- Instructions to follow: Nothing but the lines from the one with "Return one point for each instance of the brown" to the final line should be returned, each exactly as it appears.

- Data listing:
____

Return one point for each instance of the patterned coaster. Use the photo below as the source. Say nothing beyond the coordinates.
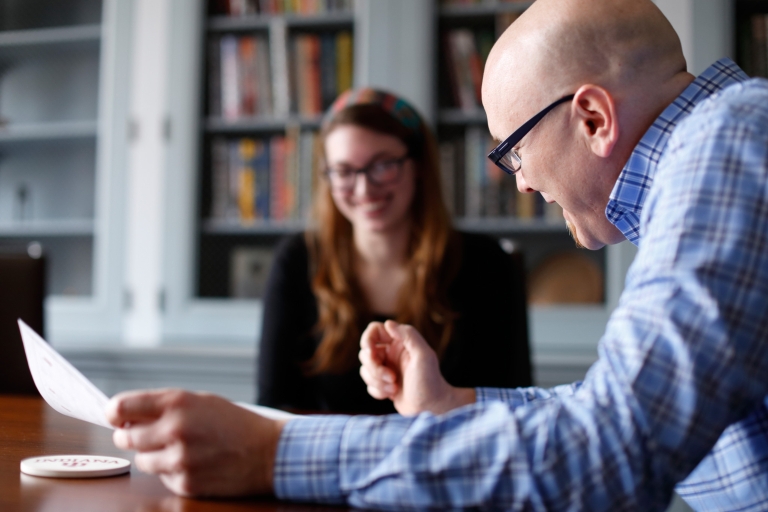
(75, 466)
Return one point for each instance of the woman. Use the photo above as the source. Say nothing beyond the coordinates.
(383, 247)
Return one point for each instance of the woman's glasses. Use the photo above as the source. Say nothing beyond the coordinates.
(380, 172)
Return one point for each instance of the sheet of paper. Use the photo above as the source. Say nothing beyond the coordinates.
(61, 385)
(71, 393)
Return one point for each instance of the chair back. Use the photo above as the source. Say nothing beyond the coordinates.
(22, 291)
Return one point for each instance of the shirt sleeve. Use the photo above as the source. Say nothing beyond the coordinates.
(683, 357)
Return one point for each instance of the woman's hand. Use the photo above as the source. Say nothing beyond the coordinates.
(398, 364)
(199, 444)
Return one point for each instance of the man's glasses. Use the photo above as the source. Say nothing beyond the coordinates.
(380, 172)
(505, 155)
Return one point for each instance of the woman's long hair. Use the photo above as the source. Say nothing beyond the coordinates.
(432, 257)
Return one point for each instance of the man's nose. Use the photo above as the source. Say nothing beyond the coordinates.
(522, 186)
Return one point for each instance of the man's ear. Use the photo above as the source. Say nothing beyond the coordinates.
(595, 111)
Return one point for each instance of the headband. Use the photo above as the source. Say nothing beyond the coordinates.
(395, 106)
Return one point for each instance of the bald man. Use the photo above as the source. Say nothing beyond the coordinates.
(594, 110)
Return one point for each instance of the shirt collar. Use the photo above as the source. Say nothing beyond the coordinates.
(634, 182)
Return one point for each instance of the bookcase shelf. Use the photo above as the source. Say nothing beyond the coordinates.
(329, 20)
(272, 147)
(17, 134)
(47, 228)
(465, 11)
(259, 124)
(224, 227)
(37, 37)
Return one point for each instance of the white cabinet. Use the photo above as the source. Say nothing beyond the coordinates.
(62, 121)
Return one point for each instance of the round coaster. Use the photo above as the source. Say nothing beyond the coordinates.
(75, 466)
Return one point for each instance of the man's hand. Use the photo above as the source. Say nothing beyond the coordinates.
(399, 365)
(199, 444)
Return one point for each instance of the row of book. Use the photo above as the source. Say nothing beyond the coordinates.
(754, 45)
(475, 187)
(268, 7)
(257, 179)
(251, 75)
(466, 51)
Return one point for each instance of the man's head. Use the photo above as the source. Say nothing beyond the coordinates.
(622, 61)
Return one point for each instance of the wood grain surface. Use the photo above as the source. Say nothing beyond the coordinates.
(29, 428)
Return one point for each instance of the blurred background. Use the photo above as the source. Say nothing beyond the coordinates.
(121, 122)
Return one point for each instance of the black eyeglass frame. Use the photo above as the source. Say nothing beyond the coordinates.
(510, 142)
(367, 171)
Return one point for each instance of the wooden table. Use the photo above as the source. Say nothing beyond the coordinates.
(29, 427)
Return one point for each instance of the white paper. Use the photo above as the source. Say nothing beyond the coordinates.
(68, 391)
(61, 385)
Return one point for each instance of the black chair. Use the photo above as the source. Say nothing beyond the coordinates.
(22, 291)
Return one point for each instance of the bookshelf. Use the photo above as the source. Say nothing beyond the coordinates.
(60, 116)
(268, 77)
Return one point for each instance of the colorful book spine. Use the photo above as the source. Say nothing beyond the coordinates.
(277, 176)
(462, 52)
(343, 61)
(262, 179)
(230, 82)
(328, 88)
(281, 81)
(246, 198)
(263, 77)
(214, 77)
(247, 75)
(220, 178)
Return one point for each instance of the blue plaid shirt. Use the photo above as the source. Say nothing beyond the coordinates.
(679, 388)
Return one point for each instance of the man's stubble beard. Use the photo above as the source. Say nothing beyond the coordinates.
(572, 231)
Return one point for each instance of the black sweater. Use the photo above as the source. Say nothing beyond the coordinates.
(489, 346)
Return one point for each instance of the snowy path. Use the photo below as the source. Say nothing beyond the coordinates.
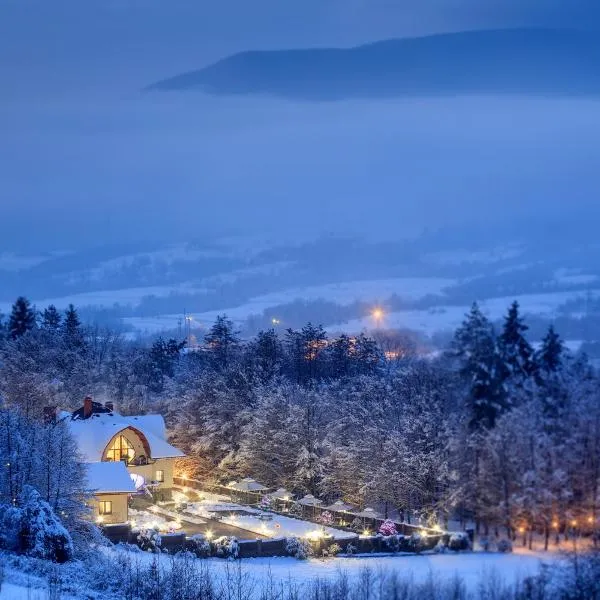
(470, 567)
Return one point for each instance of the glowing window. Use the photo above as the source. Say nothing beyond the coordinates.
(121, 449)
(105, 507)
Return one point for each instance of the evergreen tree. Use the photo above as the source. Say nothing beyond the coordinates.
(305, 352)
(222, 342)
(550, 355)
(265, 353)
(475, 346)
(73, 334)
(22, 318)
(51, 319)
(515, 351)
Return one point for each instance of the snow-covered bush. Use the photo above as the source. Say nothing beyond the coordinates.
(392, 543)
(42, 534)
(357, 525)
(298, 548)
(10, 527)
(200, 546)
(414, 543)
(333, 550)
(485, 543)
(226, 547)
(388, 527)
(266, 503)
(325, 518)
(459, 541)
(149, 540)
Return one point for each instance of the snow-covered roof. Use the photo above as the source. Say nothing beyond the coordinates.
(94, 433)
(109, 477)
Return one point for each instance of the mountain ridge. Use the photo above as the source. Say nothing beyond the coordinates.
(513, 61)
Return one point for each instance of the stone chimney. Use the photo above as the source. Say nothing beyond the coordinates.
(87, 407)
(49, 415)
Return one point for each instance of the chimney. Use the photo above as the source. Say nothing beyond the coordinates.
(49, 415)
(87, 407)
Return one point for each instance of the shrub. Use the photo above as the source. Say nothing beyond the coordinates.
(42, 535)
(298, 548)
(388, 527)
(199, 546)
(325, 518)
(392, 543)
(227, 547)
(266, 503)
(149, 540)
(459, 541)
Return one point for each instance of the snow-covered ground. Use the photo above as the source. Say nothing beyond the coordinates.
(444, 318)
(267, 524)
(470, 567)
(142, 519)
(281, 526)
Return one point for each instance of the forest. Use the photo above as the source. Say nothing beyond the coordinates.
(490, 430)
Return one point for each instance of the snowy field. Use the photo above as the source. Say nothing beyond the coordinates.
(444, 318)
(281, 526)
(469, 567)
(472, 568)
(266, 524)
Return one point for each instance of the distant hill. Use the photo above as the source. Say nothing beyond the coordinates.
(515, 61)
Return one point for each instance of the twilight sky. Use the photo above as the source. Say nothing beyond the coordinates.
(86, 159)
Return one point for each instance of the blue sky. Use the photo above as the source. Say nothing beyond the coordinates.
(86, 159)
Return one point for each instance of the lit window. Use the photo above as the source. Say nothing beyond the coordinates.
(121, 449)
(105, 507)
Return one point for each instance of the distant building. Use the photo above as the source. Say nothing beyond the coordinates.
(122, 455)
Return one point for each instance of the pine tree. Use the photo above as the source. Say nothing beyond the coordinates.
(515, 350)
(266, 353)
(475, 346)
(51, 319)
(550, 356)
(22, 318)
(305, 352)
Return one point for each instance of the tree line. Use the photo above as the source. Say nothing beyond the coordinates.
(488, 429)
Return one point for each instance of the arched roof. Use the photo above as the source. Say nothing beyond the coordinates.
(94, 434)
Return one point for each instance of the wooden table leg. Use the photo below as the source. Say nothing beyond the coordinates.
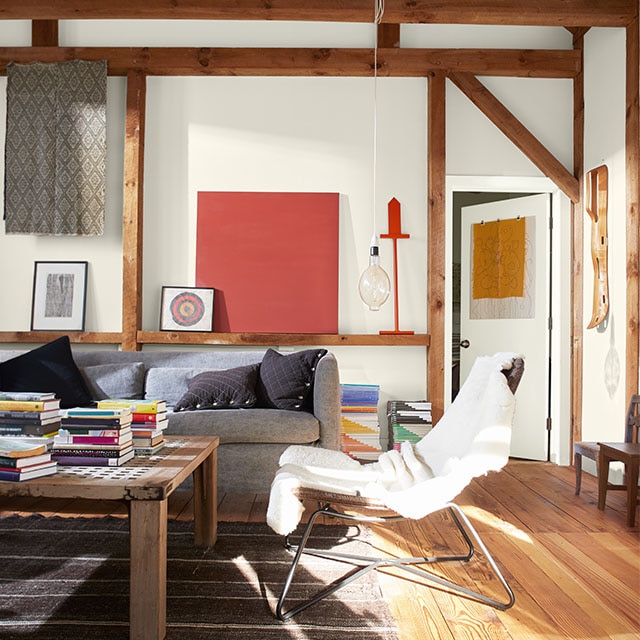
(148, 600)
(632, 491)
(205, 502)
(603, 478)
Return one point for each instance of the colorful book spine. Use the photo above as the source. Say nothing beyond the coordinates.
(28, 396)
(136, 406)
(29, 474)
(29, 405)
(93, 461)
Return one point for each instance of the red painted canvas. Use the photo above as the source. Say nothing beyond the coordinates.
(272, 259)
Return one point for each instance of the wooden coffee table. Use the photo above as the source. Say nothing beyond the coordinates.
(145, 483)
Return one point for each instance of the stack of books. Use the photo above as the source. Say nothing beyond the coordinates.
(359, 426)
(21, 459)
(29, 414)
(408, 420)
(149, 421)
(90, 436)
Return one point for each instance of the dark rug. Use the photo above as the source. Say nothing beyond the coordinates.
(68, 578)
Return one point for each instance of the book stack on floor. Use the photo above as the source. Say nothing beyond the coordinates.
(359, 426)
(149, 420)
(21, 459)
(408, 420)
(94, 437)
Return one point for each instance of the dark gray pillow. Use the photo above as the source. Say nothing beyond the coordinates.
(50, 367)
(227, 389)
(286, 382)
(122, 380)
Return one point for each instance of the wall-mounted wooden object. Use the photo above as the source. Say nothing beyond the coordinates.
(596, 204)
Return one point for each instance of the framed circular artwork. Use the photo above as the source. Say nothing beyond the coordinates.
(186, 309)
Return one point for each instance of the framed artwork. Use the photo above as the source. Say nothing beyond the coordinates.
(186, 309)
(59, 296)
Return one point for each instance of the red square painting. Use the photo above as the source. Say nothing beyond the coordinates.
(272, 259)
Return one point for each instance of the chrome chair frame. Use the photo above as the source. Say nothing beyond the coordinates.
(364, 564)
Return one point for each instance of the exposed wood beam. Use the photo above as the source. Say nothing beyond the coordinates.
(577, 255)
(632, 151)
(44, 33)
(133, 210)
(436, 231)
(308, 62)
(517, 133)
(578, 13)
(388, 36)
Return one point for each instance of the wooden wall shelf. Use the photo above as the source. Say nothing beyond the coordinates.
(280, 339)
(230, 339)
(42, 337)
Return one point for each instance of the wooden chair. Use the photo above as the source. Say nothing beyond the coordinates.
(357, 509)
(591, 450)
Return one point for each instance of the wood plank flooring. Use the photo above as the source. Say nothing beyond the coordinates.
(575, 570)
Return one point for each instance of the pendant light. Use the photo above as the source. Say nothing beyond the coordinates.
(374, 285)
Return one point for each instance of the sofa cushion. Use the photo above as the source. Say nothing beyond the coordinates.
(227, 389)
(115, 380)
(50, 367)
(286, 381)
(170, 383)
(249, 426)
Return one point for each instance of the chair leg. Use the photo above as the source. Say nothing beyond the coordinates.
(364, 564)
(577, 463)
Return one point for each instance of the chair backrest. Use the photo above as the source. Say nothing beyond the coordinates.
(514, 374)
(476, 428)
(633, 419)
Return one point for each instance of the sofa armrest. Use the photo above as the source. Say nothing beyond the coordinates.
(326, 401)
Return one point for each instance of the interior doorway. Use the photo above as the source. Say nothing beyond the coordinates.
(471, 190)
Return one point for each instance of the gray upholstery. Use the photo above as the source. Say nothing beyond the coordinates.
(251, 440)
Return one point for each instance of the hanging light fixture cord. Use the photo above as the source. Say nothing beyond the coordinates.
(379, 11)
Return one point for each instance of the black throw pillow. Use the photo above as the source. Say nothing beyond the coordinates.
(226, 389)
(286, 381)
(50, 367)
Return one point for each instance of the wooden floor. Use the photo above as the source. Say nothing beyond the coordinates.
(575, 570)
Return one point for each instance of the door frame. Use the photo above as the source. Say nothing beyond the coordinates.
(560, 347)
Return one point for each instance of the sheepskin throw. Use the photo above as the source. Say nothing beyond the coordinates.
(55, 148)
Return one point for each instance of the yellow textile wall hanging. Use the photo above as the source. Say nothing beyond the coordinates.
(498, 259)
(502, 269)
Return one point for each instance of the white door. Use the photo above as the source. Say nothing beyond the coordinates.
(492, 320)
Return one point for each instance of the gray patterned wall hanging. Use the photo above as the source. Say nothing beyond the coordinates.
(55, 148)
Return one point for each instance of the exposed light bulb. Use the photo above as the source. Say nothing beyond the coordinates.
(374, 285)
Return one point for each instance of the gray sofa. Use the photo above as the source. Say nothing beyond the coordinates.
(251, 440)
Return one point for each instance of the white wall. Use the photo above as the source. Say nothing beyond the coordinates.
(297, 134)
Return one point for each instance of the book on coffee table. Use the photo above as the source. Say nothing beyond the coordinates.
(19, 448)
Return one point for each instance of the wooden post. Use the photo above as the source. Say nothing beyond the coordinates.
(132, 210)
(577, 250)
(436, 186)
(632, 150)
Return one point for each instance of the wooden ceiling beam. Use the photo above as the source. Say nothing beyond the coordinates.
(308, 62)
(572, 13)
(517, 133)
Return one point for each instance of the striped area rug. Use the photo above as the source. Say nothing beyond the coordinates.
(69, 578)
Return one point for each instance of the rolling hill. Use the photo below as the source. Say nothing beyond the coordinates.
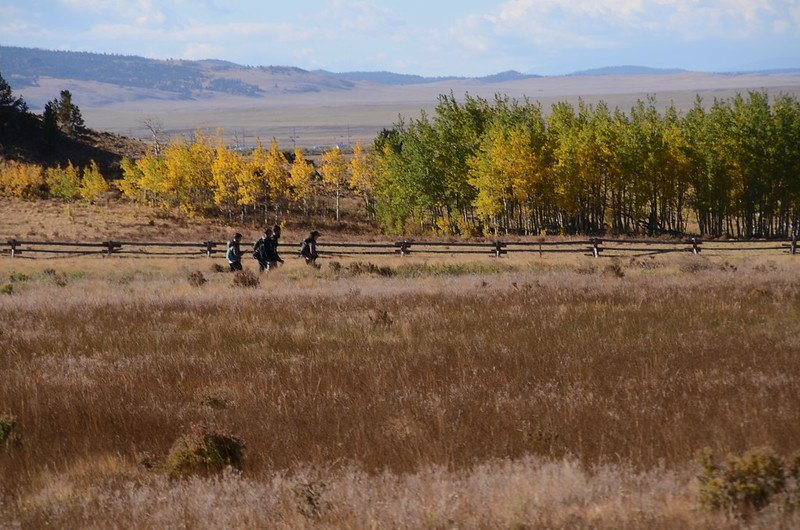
(320, 108)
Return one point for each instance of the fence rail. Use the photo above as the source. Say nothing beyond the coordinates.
(594, 247)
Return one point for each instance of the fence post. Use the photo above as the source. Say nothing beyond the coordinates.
(110, 245)
(498, 248)
(405, 247)
(595, 247)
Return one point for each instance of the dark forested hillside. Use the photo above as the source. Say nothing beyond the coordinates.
(24, 66)
(25, 137)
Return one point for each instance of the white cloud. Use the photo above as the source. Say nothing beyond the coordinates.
(142, 12)
(594, 24)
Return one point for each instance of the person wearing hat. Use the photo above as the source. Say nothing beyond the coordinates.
(234, 253)
(261, 250)
(272, 250)
(309, 249)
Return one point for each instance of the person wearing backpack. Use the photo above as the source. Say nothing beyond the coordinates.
(309, 249)
(261, 250)
(234, 253)
(273, 259)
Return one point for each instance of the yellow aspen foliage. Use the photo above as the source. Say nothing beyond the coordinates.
(250, 185)
(333, 169)
(153, 182)
(274, 169)
(300, 183)
(131, 182)
(93, 184)
(22, 180)
(225, 172)
(488, 175)
(362, 174)
(63, 182)
(188, 172)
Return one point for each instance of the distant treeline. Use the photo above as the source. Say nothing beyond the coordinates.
(505, 167)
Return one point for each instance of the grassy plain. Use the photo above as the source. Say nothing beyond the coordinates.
(330, 117)
(443, 392)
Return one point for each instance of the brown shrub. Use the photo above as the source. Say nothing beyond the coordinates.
(196, 279)
(245, 279)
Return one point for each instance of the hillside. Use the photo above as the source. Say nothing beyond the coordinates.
(112, 78)
(23, 138)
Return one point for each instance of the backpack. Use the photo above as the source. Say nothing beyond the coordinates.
(231, 255)
(258, 248)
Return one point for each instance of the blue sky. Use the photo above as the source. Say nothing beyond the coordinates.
(428, 37)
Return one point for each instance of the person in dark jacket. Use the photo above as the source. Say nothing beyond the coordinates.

____

- Response to the exercise:
Return one point for each instance of the brown shrub. Use the photo above as the source. Say nothing beyond the coordinates.
(196, 279)
(245, 279)
Return one point for each instance of the hillside. Use the photo above as the source. Say nothing beyond the coordinates.
(112, 78)
(23, 138)
Return one point for each instance of the backpack. Use the photo above as the source. Say nothing beyond the coordinates.
(231, 255)
(258, 248)
Return one point for each instance of the blue sky. Use the photo above as the source. Say nothing beyond the coordinates.
(428, 37)
Return one point for each instance of the person in dark jacket. Use the photo above as the source. Say nothing beyond the coordinates.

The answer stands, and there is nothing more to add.